-- Listed entries follows --

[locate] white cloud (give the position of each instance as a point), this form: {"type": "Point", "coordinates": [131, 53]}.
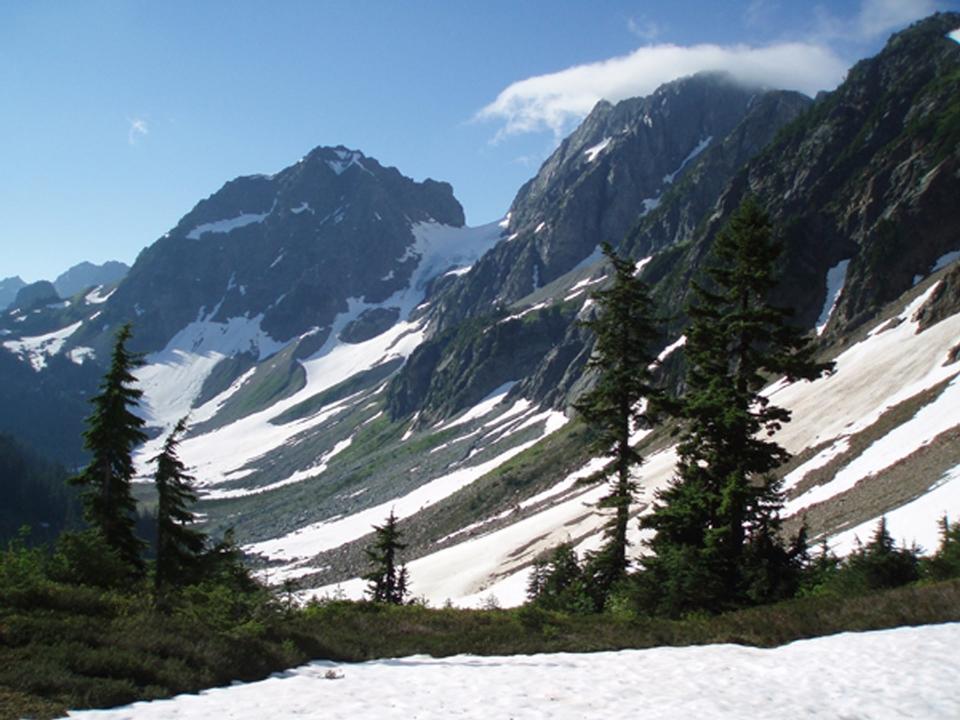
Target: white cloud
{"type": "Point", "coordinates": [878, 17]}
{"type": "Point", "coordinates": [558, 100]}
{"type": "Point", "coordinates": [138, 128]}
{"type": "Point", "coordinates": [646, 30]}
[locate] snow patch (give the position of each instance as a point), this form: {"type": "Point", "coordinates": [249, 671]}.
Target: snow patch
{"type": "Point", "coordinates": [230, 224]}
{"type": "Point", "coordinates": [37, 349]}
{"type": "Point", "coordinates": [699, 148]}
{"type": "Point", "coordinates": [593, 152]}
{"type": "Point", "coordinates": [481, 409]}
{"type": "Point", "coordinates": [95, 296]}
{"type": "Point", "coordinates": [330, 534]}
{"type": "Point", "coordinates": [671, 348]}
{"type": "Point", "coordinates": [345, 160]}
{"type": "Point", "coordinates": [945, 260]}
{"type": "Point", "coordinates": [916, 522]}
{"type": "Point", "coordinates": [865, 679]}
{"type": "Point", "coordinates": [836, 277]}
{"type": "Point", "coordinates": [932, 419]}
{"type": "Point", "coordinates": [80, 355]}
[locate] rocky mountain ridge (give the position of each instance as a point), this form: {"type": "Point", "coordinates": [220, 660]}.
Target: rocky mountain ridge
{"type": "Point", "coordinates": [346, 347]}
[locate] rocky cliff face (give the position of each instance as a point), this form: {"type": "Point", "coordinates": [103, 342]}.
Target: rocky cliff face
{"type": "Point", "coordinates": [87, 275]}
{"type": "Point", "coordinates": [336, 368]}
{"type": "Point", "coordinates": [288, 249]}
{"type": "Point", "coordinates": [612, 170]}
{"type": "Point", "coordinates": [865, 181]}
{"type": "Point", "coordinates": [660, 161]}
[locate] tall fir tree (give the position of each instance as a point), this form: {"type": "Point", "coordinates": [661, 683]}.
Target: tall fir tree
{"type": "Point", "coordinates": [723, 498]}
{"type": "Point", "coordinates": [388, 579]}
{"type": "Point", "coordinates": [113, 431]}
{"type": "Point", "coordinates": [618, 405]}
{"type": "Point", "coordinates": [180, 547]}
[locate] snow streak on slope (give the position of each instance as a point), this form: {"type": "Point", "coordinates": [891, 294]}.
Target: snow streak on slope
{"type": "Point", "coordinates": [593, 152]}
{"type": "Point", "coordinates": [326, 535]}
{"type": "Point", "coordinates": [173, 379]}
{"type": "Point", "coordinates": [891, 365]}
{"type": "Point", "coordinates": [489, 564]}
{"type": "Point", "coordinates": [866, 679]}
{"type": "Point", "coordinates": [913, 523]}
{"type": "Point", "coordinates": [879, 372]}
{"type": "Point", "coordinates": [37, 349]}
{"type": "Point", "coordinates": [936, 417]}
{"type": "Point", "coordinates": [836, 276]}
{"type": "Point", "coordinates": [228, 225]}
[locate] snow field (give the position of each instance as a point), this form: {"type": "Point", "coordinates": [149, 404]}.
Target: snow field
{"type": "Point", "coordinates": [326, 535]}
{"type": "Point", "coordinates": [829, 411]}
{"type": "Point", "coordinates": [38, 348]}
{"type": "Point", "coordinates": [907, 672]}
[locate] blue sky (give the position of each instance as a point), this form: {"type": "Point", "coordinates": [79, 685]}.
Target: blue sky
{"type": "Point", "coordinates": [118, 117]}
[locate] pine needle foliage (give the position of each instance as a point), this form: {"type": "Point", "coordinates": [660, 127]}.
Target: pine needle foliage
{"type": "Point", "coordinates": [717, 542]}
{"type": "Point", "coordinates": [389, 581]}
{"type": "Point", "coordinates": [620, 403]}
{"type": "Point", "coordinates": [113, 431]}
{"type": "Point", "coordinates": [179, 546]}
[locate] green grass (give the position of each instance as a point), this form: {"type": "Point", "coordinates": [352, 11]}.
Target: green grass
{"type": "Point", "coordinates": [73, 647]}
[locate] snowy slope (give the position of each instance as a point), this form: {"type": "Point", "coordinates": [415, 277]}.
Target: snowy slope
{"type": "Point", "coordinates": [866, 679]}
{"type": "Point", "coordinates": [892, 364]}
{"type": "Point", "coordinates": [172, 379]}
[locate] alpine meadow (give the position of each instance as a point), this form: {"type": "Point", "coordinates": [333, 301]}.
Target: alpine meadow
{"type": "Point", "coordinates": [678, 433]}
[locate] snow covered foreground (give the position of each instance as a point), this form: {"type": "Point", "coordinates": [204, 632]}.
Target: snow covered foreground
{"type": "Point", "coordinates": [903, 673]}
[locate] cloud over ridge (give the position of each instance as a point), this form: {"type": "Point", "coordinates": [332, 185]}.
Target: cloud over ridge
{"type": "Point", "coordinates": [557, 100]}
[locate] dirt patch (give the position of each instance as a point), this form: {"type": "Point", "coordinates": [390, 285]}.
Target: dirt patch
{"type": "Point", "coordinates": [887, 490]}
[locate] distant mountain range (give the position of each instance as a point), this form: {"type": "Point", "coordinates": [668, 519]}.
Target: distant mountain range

-- Listed entries concluded --

What you should do
In the records, which lines mention the word "distant"? Copy those lines.

Answer to this task
[locate] distant mountain range (give the position of each instance as a point), this form: {"type": "Point", "coordinates": [668, 519]}.
Target: distant mountain range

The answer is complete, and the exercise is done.